───── Recorded information ─────

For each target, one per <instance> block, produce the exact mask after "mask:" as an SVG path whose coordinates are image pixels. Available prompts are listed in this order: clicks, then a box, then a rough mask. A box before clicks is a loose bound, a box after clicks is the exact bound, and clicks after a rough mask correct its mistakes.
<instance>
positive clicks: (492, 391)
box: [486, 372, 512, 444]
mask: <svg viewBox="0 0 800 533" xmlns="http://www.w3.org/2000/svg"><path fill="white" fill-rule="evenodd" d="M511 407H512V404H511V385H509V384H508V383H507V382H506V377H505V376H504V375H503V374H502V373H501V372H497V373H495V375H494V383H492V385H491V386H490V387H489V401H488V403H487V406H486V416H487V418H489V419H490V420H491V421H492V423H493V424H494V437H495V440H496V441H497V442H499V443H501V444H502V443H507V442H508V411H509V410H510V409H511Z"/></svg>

─────

Every line of the listing that includes the word "clicks" forms the answer.

- _Answer to the exercise_
For each target, one per <instance> block, produce the exact mask after "mask:" as an SVG path whose coordinates are image pixels. Available prompts are listed in this order: clicks, then a box, then a rough mask. A box before clicks is a loose bound, a box after clicks is the exact bound, and clicks after a rough mask correct its mistakes.
positive clicks: (492, 391)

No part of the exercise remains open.